> Try it
Without any omission, reproduce the records that follow.

> Data for review
━━━━━━━━━━━━━━━━━━━━━━━━━━━━━━
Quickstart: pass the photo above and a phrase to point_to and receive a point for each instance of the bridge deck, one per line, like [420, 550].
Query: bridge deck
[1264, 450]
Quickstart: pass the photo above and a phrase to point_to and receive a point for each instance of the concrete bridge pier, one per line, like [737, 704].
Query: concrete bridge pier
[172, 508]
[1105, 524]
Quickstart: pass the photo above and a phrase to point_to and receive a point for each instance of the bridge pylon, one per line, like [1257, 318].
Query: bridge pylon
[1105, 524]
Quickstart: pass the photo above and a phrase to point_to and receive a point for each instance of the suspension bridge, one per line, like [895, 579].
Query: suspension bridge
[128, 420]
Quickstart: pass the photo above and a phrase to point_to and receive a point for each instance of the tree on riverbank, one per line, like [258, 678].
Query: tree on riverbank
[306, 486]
━━━━━━━━━━━━━━━━━━━━━━━━━━━━━━
> Finished exercise
Quickstart: pass the photo above and a phrase to point_to and receive a point for each instance of the bridge deck, one per line, like [420, 550].
Query: bridge deck
[1264, 450]
Quickstart: pass the photo above and a phrase to point_to and receive a point for each instance of the concrete bridge pier, one per line, like [737, 704].
Query: concrete bridge pier
[172, 508]
[1105, 524]
Quickstart: pass the photo above and a phrase to point_to and receive a point for each instance of the bridge pylon, one per line, like [1257, 318].
Query: bridge pylon
[1105, 524]
Quickstart: pass the photo above and a phrase to point_to and receive a point for each instance of the suspension bridge, one per line, like [895, 579].
Query: suspension bridge
[128, 420]
Quickstart: pass the photo above and a phrase to point_to and receive a point for each instance of the tree on riverbank, one per line, like [258, 678].
Query: tree on riverbank
[306, 486]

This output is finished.